| ASSIGNMENT |
From the first line to the last, copy the material exactly.

******

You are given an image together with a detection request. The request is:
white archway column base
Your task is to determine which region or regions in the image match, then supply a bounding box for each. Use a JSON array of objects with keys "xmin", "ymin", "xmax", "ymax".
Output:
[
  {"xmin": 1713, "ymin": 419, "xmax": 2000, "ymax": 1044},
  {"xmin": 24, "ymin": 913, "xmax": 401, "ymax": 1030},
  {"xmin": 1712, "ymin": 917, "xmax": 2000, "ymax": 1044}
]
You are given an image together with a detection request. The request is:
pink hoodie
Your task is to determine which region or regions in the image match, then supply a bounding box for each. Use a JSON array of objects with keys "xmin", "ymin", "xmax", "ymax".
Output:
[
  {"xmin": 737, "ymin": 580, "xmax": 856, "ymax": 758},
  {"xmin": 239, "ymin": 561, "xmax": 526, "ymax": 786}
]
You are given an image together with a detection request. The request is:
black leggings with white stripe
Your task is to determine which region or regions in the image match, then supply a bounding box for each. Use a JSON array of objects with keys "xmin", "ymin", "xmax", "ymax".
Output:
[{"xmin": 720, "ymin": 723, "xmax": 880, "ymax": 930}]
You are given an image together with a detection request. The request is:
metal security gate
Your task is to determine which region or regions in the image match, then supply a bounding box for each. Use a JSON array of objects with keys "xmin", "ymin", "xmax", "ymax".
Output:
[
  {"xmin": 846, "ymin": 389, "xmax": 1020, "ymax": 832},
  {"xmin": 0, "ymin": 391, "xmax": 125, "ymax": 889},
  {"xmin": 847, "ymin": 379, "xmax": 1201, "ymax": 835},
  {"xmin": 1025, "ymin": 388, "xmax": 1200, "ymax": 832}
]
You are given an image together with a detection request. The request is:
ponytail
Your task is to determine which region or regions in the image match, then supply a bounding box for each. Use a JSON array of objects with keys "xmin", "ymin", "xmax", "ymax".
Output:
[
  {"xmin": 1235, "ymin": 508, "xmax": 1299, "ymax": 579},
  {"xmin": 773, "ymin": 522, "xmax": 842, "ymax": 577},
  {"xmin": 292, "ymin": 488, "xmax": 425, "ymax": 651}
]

******

| TASK RESULT |
You are given an image together with a detection request. The request is:
white archway column base
Your task is to determine which region or regions in the image match, then supply a bounding box for each. Use a JSON array of objects with keys "xmin", "ymin", "xmax", "ymax".
Output:
[
  {"xmin": 1713, "ymin": 419, "xmax": 2000, "ymax": 1044},
  {"xmin": 24, "ymin": 913, "xmax": 401, "ymax": 1030},
  {"xmin": 1712, "ymin": 917, "xmax": 2000, "ymax": 1044}
]
You are given an image together with a detection request. The request is:
pink hoodie
Your task is to determine which region or regions in the image match, then supply a bounding box for each. Use a JSON array of objects with keys "xmin", "ymin", "xmax", "ymax".
Output:
[
  {"xmin": 737, "ymin": 580, "xmax": 856, "ymax": 758},
  {"xmin": 239, "ymin": 561, "xmax": 526, "ymax": 786}
]
You are given an image together with a detection request. The request is:
black leggings with white stripe
Your task is to determine which region or regions in the image match, then supply a bounding box for each. Use a JSON array of objects with keys "xmin", "ymin", "xmax", "ymax".
Output:
[{"xmin": 720, "ymin": 723, "xmax": 880, "ymax": 930}]
You are given an image together with a detection request. The request is:
metal security gate
Your task is to determine which region or regions in the image match, then supply a bounding box for each. Use a JSON array of objects with keys "xmin", "ymin", "xmax", "ymax".
Output:
[
  {"xmin": 846, "ymin": 389, "xmax": 1020, "ymax": 832},
  {"xmin": 0, "ymin": 391, "xmax": 125, "ymax": 889},
  {"xmin": 847, "ymin": 379, "xmax": 1201, "ymax": 835},
  {"xmin": 1025, "ymin": 388, "xmax": 1200, "ymax": 832}
]
You are given an image together with a detection request. The request is:
ponytail
Your task is to determine which region or regions in the image match, then supply a bounding box for each. Use a JSON array of objects with keys "xmin", "ymin", "xmax", "ymax".
Output:
[
  {"xmin": 1235, "ymin": 508, "xmax": 1299, "ymax": 579},
  {"xmin": 773, "ymin": 522, "xmax": 842, "ymax": 577},
  {"xmin": 292, "ymin": 488, "xmax": 425, "ymax": 651}
]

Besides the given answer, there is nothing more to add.